_The problem_: Transcribe each line of the records below exactly, excluding any embedded images.

[Excerpts of pointing data]
--

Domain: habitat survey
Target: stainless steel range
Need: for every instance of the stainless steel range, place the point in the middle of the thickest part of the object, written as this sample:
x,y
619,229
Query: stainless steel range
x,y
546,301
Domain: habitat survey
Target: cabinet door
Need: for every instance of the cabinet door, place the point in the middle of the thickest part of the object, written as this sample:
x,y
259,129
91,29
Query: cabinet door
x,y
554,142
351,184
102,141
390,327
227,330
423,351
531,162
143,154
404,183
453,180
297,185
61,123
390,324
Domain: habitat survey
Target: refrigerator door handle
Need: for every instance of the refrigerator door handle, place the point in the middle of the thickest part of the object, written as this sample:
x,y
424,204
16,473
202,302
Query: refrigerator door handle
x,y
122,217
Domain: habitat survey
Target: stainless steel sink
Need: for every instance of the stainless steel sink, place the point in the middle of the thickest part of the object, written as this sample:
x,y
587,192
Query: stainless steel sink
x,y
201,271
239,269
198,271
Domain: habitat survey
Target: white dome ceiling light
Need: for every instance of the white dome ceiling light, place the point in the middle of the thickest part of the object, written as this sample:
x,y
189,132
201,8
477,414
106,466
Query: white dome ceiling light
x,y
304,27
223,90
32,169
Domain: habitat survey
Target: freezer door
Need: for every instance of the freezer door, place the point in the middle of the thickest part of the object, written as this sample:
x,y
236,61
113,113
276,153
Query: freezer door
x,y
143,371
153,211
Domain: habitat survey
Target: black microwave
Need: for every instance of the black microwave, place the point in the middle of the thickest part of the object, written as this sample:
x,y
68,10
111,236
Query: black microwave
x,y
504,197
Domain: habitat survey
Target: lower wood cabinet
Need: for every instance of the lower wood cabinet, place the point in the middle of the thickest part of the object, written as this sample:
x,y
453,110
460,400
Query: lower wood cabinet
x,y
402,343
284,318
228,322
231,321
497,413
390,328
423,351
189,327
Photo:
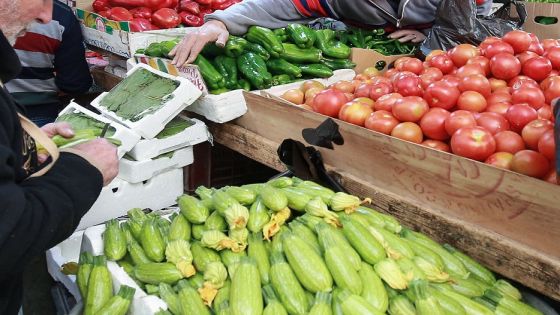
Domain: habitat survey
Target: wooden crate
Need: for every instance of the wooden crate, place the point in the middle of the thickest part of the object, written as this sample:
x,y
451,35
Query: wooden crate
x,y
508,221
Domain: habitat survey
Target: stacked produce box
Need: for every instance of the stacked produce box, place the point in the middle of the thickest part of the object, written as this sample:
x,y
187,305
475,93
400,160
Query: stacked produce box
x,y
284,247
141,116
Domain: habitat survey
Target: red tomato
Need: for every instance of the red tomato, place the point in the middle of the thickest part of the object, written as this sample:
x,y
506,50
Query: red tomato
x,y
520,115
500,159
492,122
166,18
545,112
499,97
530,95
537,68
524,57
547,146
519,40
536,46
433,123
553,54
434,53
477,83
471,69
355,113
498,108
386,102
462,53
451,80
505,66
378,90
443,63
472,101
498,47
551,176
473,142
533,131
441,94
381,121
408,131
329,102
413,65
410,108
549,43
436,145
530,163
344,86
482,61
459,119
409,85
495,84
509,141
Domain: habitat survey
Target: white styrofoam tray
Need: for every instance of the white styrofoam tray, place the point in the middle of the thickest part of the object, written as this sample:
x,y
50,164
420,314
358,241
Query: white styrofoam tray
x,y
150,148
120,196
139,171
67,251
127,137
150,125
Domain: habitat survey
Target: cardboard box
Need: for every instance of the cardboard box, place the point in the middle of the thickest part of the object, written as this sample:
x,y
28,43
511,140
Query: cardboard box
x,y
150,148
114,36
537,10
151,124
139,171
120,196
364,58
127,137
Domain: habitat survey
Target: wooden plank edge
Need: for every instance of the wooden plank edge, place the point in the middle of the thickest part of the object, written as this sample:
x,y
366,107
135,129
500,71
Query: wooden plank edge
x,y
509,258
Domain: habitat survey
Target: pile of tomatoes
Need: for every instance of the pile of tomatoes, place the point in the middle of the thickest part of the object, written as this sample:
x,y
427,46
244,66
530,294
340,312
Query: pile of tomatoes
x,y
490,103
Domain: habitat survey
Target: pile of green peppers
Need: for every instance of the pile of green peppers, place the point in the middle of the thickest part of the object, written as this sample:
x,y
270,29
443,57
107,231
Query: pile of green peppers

--

_Output of the task_:
Domain: habitat survey
Target: stainless steel range
Need: for every instance of the stainless steel range, place the point in the middle of the thickest part of the object, written as this sample:
x,y
619,229
Query: stainless steel range
x,y
546,301
Domain: habitat survey
Target: cabinet door
Need: for every instance of the cabinet door, place the point in the middle of the thickest part of the object, written as this sample:
x,y
259,129
91,29
Query: cabinet door
x,y
554,142
351,184
102,141
390,327
227,330
423,351
531,162
143,154
404,183
453,180
297,185
61,123
390,324
Domain: habitat survey
Target: refrigerator door handle
Need: for every instance of the refrigerator door handle, place the point in the middle of the thickest part of the object, written as this sample:
x,y
424,204
16,473
202,302
Query: refrigerator door handle
x,y
122,217
Domain: habitat survey
Target: stainless steel sink
Need: for every instance of the stainless steel sink, place the point in the middle of the thickest part of the object, written as this sample:
x,y
587,192
Query: stainless steel sink
x,y
201,271
239,269
198,271
Domain: habitat survey
Target: white dome ceiling light
Need: for every instance of the white dome ceiling light, place the point in the middle of the thickest part of the object, written as this sample:
x,y
189,132
201,8
477,414
106,466
Query: white dome ceiling light
x,y
304,27
223,90
32,169
Domain: habitat survey
Target: freezer door
Need: for every instance of the freezer door, place the point in the middle of the thickest part of the object, written as this sample:
x,y
236,61
113,113
276,153
Query: freezer door
x,y
143,371
153,211
Domain: habitat survey
Target: black microwave
Need: for every instance of the black microwave, place the point in the middle of the thickest part of the object, written as this sample:
x,y
68,10
111,236
Query: black microwave
x,y
504,197
Domain: habitat survey
Target: lower wood cabinet
Need: for every instance of the lower wood cabinet, place the point in the middle of the thickest part of the object, written as this sample:
x,y
453,110
460,400
Query: lower wood cabinet
x,y
402,343
284,318
228,322
231,321
497,413
390,328
423,351
189,327
Photo:
Domain: habitat survey
Target: wooden crate
Need: for every instance of the wooden crate, place the point in the middle of the thickest part of the object, written as this sample:
x,y
451,35
Query: wooden crate
x,y
508,221
Domain: habitat survey
Target: stacked produce box
Need: for every instance of the stacked produce box, place the point in the middle of the thickest part of the object, written as this sample:
x,y
187,305
475,93
400,160
Query: stacked produce box
x,y
284,247
141,116
Domain: habitat survey
Target: red tomato
Need: for every instance of the red tomato, place the point in the middle of the thickest part of the object, written as this sample:
x,y
506,50
Query: red tomato
x,y
520,115
500,159
492,122
166,18
545,112
499,97
530,95
537,68
524,57
547,146
519,40
536,46
433,123
553,54
434,53
477,83
471,69
355,113
498,108
386,102
462,53
451,80
505,66
378,90
443,63
472,101
498,47
551,176
473,142
533,131
441,94
381,121
408,131
329,102
413,65
410,108
549,43
436,145
530,163
344,86
482,61
459,119
409,85
495,84
509,141
Domain: habitat survey
Target: white styrofoam tray
Need: for every instance of the white styrofoam tray, place the point in the middle of the thickest part of the object, written as this sample:
x,y
50,164
420,314
358,241
Query: white styrofoam tray
x,y
150,148
120,196
139,171
67,251
127,137
150,125
Domain: habitat survey
Target: cardboard box
Need: for every instance of the cardboard box, place the point in the middle of the thickest part of the object, written as this sample:
x,y
28,43
511,140
Query: cardboard box
x,y
150,148
114,36
537,10
151,124
139,171
120,196
364,58
127,137
Domain: habitat survey
Target: wooden plank edge
Need: for every instance of the wooden plank edge, place the point in the middle of the thickest part of the object, written as this sample:
x,y
366,107
135,129
500,71
Query: wooden plank edge
x,y
509,258
Domain: habitat survey
Target: pile of tomatoes
Need: for every instance of the pile of tomatoes, place the point in the middle of the thickest part of the object, written as this sample:
x,y
427,46
244,66
530,294
340,312
Query: pile of tomatoes
x,y
490,103
Domain: habitat survey
Target: pile of green peppers
Need: for every instance of the pile of green peppers, place the point in the middle of the thickest part of the object, written as this sample:
x,y
270,29
443,57
107,231
Query: pile of green peppers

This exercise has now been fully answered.